[Written exercise]
List every line of the material below that contains the word "horizon", treating uppercase and lowercase as different.

(A block of data)
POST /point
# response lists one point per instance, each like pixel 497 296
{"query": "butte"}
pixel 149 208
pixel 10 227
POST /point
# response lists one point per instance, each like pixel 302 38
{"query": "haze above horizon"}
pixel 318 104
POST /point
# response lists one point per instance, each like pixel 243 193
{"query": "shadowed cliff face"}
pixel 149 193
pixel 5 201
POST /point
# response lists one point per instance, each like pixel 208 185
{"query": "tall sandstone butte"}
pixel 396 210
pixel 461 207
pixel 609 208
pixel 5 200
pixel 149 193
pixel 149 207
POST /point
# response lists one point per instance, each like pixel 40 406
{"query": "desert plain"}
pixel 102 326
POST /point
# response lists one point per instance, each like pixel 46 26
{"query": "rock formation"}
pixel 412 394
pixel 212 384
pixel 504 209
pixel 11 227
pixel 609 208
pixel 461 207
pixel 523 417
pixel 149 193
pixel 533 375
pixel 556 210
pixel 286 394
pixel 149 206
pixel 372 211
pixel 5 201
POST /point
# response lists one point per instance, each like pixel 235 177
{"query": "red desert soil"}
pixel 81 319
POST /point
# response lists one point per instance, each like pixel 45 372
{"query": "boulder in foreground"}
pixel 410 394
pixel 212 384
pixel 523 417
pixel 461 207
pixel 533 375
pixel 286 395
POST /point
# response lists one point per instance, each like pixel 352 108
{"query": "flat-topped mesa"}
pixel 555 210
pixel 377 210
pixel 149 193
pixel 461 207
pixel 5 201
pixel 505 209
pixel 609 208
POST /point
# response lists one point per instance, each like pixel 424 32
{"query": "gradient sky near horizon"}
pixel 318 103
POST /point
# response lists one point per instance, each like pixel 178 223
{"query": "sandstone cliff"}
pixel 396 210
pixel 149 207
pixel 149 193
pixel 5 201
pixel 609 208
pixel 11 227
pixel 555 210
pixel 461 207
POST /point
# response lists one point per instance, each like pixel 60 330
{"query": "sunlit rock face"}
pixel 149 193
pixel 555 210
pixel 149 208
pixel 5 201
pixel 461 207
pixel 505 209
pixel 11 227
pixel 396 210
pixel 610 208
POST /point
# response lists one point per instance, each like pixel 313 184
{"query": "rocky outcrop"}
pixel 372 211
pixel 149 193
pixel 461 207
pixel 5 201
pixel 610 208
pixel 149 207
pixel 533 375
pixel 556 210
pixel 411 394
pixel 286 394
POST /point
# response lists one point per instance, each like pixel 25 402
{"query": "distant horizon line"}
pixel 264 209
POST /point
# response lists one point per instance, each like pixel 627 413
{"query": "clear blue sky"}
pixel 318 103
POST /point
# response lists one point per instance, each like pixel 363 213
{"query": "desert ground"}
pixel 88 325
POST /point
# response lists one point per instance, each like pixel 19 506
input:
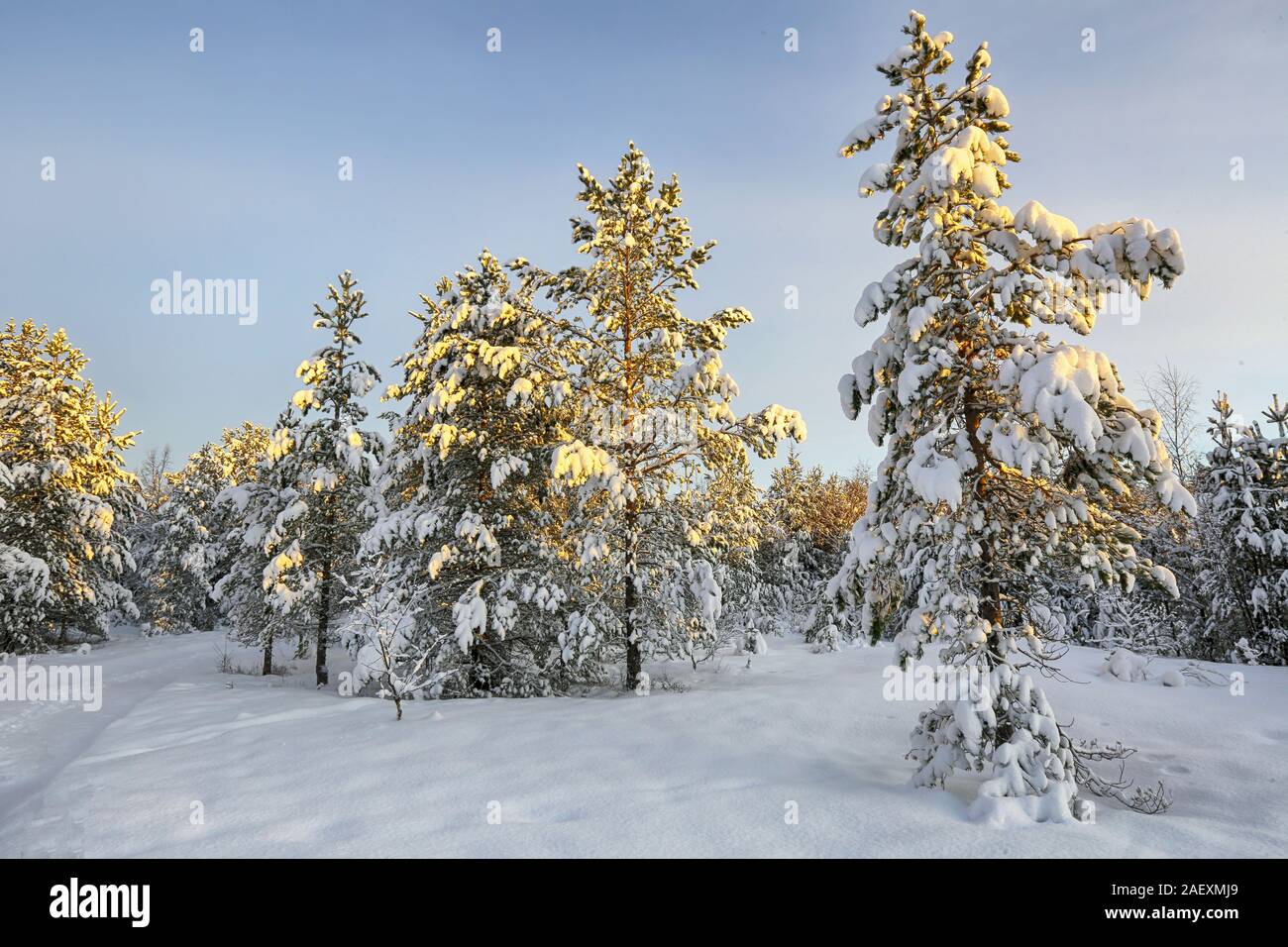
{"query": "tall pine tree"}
pixel 652 403
pixel 1005 445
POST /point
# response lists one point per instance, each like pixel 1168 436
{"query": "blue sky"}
pixel 223 165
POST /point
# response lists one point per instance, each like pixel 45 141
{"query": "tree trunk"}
pixel 268 656
pixel 634 665
pixel 323 620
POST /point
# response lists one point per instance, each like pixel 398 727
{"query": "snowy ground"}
pixel 282 770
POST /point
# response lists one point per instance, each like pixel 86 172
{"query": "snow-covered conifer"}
pixel 469 525
pixel 1245 500
pixel 185 547
pixel 303 513
pixel 1005 445
pixel 64 495
pixel 652 405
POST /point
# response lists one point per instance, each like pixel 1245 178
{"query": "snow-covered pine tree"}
pixel 1004 445
pixel 1245 499
pixel 653 403
pixel 185 551
pixel 64 493
pixel 304 512
pixel 469 528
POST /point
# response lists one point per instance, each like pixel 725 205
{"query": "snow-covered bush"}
pixel 1244 488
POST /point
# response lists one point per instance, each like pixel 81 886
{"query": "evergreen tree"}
pixel 652 402
pixel 1005 446
pixel 64 495
pixel 303 514
pixel 471 530
pixel 1245 499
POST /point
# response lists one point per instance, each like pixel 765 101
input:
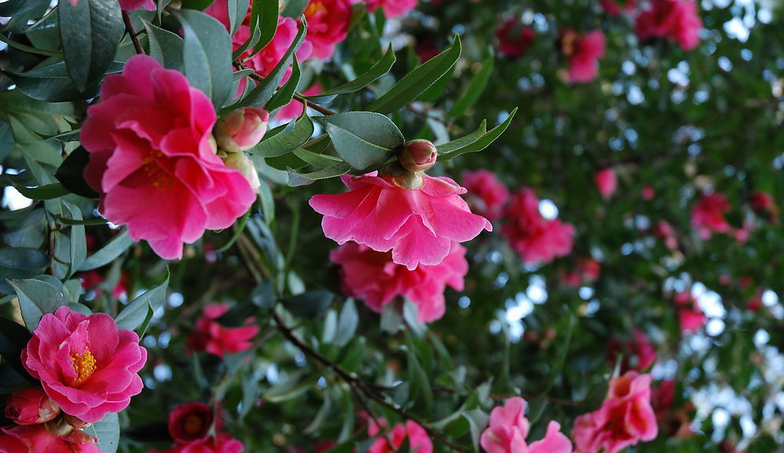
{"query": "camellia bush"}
pixel 391 226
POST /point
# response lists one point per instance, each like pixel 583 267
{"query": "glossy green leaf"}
pixel 418 80
pixel 90 31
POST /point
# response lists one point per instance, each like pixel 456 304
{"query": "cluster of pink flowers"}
pixel 509 427
pixel 212 337
pixel 534 238
pixel 638 352
pixel 150 138
pixel 675 20
pixel 583 52
pixel 624 419
pixel 690 316
pixel 190 425
pixel 87 367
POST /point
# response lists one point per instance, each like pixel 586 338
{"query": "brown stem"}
pixel 132 33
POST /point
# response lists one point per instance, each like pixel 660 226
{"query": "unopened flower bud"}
pixel 418 155
pixel 31 406
pixel 409 180
pixel 241 129
pixel 243 163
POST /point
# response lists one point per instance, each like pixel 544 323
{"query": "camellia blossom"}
pixel 150 139
pixel 418 440
pixel 606 182
pixel 514 39
pixel 392 8
pixel 625 418
pixel 707 216
pixel 419 226
pixel 190 422
pixel 212 337
pixel 486 195
pixel 375 278
pixel 133 5
pixel 509 427
pixel 534 238
pixel 676 20
pixel 30 406
pixel 328 22
pixel 638 352
pixel 86 364
pixel 583 52
pixel 690 316
pixel 36 438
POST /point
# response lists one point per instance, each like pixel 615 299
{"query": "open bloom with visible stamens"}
pixel 86 364
pixel 419 226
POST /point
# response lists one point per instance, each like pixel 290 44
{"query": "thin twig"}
pixel 132 33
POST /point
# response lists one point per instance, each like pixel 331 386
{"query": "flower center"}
pixel 193 424
pixel 158 178
pixel 314 8
pixel 84 365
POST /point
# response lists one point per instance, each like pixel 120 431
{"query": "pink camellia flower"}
pixel 242 129
pixel 676 20
pixel 294 108
pixel 625 418
pixel 30 406
pixel 707 216
pixel 375 278
pixel 420 226
pixel 133 5
pixel 190 422
pixel 392 8
pixel 328 22
pixel 150 139
pixel 606 182
pixel 613 7
pixel 638 352
pixel 37 439
pixel 583 52
pixel 690 316
pixel 509 427
pixel 486 195
pixel 212 337
pixel 221 443
pixel 514 39
pixel 85 363
pixel 535 239
pixel 418 440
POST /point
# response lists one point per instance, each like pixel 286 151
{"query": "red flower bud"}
pixel 418 155
pixel 241 129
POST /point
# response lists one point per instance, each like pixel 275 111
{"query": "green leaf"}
pixel 20 262
pixel 474 142
pixel 107 431
pixel 71 173
pixel 363 139
pixel 135 313
pixel 381 67
pixel 296 134
pixel 207 56
pixel 108 253
pixel 37 298
pixel 474 88
pixel 418 80
pixel 309 304
pixel 286 93
pixel 166 47
pixel 13 339
pixel 264 91
pixel 90 31
pixel 347 323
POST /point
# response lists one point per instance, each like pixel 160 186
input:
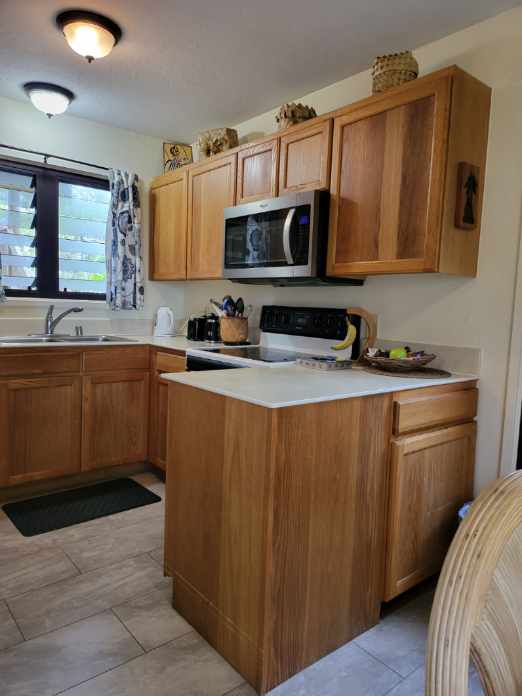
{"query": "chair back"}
pixel 477 608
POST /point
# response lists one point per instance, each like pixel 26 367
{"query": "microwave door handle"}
pixel 286 237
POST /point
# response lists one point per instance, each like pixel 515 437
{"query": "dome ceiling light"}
pixel 49 98
pixel 89 34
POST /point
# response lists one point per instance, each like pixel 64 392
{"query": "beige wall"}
pixel 444 310
pixel 22 126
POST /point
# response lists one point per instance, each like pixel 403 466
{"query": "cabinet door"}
pixel 431 477
pixel 115 418
pixel 304 161
pixel 257 171
pixel 388 167
pixel 40 428
pixel 212 188
pixel 168 215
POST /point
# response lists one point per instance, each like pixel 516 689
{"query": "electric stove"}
pixel 287 333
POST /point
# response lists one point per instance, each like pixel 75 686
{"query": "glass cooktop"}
pixel 260 353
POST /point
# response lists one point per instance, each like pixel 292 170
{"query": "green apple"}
pixel 398 353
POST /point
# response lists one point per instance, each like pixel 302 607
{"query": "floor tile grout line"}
pixel 58 628
pixel 24 639
pixel 105 671
pixel 111 669
pixel 128 630
pixel 386 693
pixel 40 587
pixel 74 564
pixel 69 577
pixel 381 661
pixel 238 686
pixel 161 565
pixel 83 618
pixel 121 560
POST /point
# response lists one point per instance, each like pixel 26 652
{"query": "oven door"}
pixel 273 238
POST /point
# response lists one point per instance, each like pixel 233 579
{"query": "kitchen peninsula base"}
pixel 276 525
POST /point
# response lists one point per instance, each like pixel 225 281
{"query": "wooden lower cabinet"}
pixel 40 428
pixel 158 421
pixel 275 526
pixel 431 477
pixel 115 418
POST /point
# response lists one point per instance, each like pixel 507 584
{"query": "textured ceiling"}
pixel 184 65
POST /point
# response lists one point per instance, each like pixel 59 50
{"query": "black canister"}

[Output]
{"query": "haze above horizon"}
{"query": "gradient sky near horizon"}
{"query": "distant horizon line"}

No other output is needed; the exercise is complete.